[Problem details]
Output each line of the entries below as a numbered list, omitting any blank lines.

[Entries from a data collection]
====

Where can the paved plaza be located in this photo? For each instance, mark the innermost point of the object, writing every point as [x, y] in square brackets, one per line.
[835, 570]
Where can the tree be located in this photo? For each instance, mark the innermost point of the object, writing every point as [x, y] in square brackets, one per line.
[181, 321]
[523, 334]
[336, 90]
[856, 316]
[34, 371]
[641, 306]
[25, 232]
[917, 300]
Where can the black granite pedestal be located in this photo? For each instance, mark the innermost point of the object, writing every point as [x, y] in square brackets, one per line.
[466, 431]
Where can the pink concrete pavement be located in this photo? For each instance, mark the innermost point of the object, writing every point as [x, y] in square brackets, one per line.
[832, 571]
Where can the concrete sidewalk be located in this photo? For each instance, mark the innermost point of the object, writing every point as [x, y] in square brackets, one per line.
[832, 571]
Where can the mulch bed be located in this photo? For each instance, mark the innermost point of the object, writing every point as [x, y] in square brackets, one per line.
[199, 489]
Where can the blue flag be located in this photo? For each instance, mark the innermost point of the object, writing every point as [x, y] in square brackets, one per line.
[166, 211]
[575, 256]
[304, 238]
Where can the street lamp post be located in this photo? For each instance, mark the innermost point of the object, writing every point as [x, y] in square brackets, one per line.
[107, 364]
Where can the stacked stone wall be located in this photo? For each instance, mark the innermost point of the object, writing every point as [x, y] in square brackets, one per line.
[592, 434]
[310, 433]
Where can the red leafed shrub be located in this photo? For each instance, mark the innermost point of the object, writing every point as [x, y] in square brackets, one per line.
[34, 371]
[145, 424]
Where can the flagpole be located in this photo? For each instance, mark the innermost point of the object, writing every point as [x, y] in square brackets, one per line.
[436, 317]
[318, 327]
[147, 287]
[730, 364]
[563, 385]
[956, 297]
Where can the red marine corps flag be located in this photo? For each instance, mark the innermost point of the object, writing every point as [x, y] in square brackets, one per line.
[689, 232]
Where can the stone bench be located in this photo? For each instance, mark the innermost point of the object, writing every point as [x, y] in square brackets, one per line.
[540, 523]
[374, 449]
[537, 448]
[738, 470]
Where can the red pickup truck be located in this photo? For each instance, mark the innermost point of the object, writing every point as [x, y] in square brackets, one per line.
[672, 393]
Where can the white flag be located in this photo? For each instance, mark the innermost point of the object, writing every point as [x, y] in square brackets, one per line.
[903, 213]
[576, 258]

====

[Completed task]
1. Where can the paved plaza be located in this photo? For each instance, mark the innermost point of the object, writing every point as [x, y] in square brackets, one per line.
2. [835, 570]
3. Where can the tree be located in this photo? For each instance, mark the innermost point of the object, writing every point as [x, y] in square brackets, one per line.
4. [181, 321]
5. [523, 334]
6. [336, 90]
7. [856, 316]
8. [34, 371]
9. [641, 306]
10. [25, 232]
11. [917, 300]
12. Where can the black granite pedestal be located in this photo? For each instance, mark the innermost point of the object, writing every point as [x, y] in square brackets, one per line.
13. [466, 431]
14. Where can the pink concrete pavement be located in this photo? For each instance, mark the innermost point of the object, writing every point as [x, y] in square brackets, one per line.
15. [832, 571]
16. Where can the concrete sidewalk be located in this photo? For each instance, mark the innermost point of the object, writing every point as [x, y] in square brackets, one per line.
17. [832, 571]
18. Where can the mulch bed be located in this photo? For each instance, mark the innermost point of the object, writing every point as [x, y] in square brackets, one per line.
19. [199, 489]
20. Where can the blue flag be located in this photo? For each instance, mark the innermost point of the object, writing every point as [x, y] in square brackets, one per line.
21. [166, 211]
22. [575, 256]
23. [304, 238]
24. Where can the street lamp post be located in this photo? For each instance, mark the innermost point of the object, writing every point as [x, y] in square brackets, one per line.
25. [107, 364]
26. Where can the stacked stone wall be located in this photo? For each instance, mark the innermost point of the object, writing every point as [x, y] in square brackets, one per line.
27. [592, 434]
28. [310, 433]
29. Where can the red leafed shrub be located in this photo? For each instance, mark the innermost point of the object, writing every point as [x, y] in square brackets, one per line.
30. [34, 371]
31. [145, 424]
32. Where can the flagpole be located in this photo? For each instance, mark the innermost point of the object, writing every point as [x, y] in square brackets, one per line.
33. [436, 317]
34. [318, 327]
35. [147, 287]
36. [730, 364]
37. [563, 385]
38. [956, 297]
39. Where can the red marine corps flag be located in this photo? For each instance, mark the innermost point of the object, writing every point as [x, y] in square brackets, one per line.
40. [689, 232]
41. Where can the stone bench be located in this photo? For each instance, mark the innermost point of the object, writing every point as [x, y] in square brackets, one per line.
42. [540, 523]
43. [374, 449]
44. [537, 448]
45. [738, 470]
46. Where can the red pickup truck be located in this photo? For each instance, mark the innermost point of the object, writing every point as [x, y] in square brackets, one per line.
47. [672, 393]
48. Where can the white flag be located in this photo? For each instance, mark the innermost point of the object, writing every point as [x, y] in square brackets, one per line.
49. [903, 213]
50. [576, 258]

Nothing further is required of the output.